Task instructions: Can you quote exactly the stretch of lines from the one with "Task: place one keypoint on every instance of the house roof" through the final line of the material, both ends included?

Exercise materials:

******

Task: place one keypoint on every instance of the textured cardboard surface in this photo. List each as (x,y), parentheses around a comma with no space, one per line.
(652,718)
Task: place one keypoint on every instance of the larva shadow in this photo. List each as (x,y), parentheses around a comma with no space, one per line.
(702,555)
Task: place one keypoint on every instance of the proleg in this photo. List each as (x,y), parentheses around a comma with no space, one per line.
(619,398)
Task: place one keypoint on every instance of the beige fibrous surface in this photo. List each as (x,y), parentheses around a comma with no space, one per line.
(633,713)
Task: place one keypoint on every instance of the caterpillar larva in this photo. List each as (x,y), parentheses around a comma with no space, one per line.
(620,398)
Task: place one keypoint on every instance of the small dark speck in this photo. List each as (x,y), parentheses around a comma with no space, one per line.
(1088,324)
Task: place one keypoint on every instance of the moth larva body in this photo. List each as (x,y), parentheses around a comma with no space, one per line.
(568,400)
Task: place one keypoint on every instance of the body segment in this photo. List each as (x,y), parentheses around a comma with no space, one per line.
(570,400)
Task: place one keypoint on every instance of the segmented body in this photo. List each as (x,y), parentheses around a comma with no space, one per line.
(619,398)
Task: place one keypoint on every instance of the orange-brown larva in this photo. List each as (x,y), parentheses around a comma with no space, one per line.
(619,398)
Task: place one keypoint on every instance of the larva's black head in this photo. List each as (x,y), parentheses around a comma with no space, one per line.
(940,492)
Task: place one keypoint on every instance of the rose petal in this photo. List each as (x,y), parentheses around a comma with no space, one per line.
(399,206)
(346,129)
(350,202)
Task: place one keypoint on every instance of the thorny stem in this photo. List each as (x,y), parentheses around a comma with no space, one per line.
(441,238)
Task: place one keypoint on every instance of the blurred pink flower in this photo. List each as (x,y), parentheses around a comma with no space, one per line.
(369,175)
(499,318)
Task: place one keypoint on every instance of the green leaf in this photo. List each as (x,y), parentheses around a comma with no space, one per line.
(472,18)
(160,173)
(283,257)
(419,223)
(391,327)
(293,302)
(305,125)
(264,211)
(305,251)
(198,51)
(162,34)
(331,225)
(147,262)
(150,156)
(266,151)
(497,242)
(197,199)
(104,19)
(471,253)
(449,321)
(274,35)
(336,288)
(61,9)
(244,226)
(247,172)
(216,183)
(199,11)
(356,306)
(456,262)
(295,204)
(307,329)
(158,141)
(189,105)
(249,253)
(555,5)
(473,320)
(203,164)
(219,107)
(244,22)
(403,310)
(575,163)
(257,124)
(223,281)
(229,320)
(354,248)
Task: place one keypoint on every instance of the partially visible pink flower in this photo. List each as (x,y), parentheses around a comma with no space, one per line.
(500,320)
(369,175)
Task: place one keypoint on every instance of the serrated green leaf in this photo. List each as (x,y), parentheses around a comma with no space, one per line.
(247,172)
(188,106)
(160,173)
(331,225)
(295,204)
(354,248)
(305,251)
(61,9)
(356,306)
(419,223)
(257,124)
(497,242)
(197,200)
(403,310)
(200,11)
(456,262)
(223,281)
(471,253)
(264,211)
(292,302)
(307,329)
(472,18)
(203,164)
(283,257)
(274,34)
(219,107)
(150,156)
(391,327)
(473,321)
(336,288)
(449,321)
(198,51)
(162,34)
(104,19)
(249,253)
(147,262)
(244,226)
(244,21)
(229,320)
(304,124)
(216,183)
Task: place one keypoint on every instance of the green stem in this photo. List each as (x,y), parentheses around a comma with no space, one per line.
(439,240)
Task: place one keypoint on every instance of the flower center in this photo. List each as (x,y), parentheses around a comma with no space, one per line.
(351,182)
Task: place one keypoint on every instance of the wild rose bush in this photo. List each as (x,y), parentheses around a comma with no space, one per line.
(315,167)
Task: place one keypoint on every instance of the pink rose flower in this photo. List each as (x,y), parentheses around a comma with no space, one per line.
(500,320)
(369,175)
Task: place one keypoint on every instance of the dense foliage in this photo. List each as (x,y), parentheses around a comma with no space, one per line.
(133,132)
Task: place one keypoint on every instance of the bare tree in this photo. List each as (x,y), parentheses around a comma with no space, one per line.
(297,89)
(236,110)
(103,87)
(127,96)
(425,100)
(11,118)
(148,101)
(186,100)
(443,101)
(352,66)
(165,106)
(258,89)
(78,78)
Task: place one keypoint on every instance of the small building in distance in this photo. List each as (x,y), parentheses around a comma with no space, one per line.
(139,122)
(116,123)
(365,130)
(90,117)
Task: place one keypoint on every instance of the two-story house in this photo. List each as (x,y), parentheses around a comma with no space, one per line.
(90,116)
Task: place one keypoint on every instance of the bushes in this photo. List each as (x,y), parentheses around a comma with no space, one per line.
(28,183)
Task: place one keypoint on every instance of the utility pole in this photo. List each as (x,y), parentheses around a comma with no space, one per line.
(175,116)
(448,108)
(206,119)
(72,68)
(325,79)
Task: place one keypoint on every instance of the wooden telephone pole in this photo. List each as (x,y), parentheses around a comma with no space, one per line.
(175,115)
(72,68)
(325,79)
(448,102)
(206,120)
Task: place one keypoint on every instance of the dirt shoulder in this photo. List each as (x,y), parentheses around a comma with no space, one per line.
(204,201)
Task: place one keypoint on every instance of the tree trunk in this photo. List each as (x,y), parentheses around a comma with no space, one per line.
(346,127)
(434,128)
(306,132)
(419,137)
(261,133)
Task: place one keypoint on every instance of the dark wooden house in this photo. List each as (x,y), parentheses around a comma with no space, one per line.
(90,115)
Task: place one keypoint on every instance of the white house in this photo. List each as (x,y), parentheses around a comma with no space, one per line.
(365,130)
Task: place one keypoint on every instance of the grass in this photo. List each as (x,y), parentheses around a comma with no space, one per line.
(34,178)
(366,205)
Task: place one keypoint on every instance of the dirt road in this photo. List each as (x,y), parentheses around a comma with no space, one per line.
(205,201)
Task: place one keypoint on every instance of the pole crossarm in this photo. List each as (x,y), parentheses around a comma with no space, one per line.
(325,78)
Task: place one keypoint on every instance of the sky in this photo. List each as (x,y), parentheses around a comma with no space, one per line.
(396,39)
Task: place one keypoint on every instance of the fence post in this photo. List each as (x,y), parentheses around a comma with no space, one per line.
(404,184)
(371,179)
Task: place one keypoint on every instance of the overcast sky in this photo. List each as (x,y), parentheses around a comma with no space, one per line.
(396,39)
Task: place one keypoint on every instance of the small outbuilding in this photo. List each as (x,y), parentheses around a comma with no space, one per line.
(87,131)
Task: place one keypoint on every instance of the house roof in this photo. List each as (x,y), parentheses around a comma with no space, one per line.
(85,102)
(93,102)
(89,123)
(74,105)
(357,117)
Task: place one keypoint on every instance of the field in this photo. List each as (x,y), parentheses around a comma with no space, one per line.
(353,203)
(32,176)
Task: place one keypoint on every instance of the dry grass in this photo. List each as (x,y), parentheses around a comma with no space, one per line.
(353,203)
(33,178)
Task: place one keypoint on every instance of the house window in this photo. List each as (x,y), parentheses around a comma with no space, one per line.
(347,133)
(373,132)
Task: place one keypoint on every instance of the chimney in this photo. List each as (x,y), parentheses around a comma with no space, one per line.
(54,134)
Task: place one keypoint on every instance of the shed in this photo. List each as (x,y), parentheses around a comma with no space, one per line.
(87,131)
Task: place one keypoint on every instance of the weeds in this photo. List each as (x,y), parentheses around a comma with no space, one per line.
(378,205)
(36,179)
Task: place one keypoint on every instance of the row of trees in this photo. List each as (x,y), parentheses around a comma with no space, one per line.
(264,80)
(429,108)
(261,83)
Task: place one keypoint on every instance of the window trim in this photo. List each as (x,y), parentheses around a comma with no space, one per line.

******

Exercise solution:
Task: place one keypoint on every instance of the house roof in this photo. List each as (x,y), parentheses around a comma with no space, one per line.
(85,102)
(93,102)
(89,123)
(74,105)
(357,117)
Task: place one keypoint on every instance of the field in this photo. List each as (x,y), parentheses around a comma with no space, one per line.
(353,203)
(32,176)
Task: place one keypoint on every instance of the dry grass in this photo. List each as (x,y), parentheses around a comma with no space, one per line.
(353,203)
(33,178)
Task: place one keypoint on every instance of the house window in this photo. List each as (x,y), parentheses around a comma with no space, one per line.
(347,133)
(373,132)
Task: place one keypoint on every instance of the chimney in this photo. List each as (x,y), parentheses around a comma with no space, one per line.
(54,134)
Task: place one keypoint on every instance of the shed in this photo. List each as (x,y), parentheses around a comma with no space, one per line.
(87,131)
Task: place one keypoint on every instance of the weeds in this photo. List each as (x,y), parentheses around a comma with no space, one per line.
(378,205)
(36,179)
Task: place one keypoint on every instance of the row of trees in this photo. List each as (x,y), parentheses around a comma with no space, one per line.
(264,80)
(429,108)
(261,83)
Task: place one keypoint on every instance of the window trim in this photo. List each as (x,y), parentheses around a comma with no space, one per line.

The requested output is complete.